In the lines below, swap every "metal roof canopy" for "steel awning" and keep everything else the same.
··········
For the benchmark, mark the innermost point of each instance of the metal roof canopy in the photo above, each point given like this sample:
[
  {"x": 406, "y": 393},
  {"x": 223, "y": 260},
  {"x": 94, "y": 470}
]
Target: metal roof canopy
··········
* _Answer to this problem_
For the benchmark, mark the innermost point of each instance of the steel awning in the photo above, each point given like this sample:
[
  {"x": 406, "y": 393},
  {"x": 223, "y": 260},
  {"x": 94, "y": 470}
]
Target: steel awning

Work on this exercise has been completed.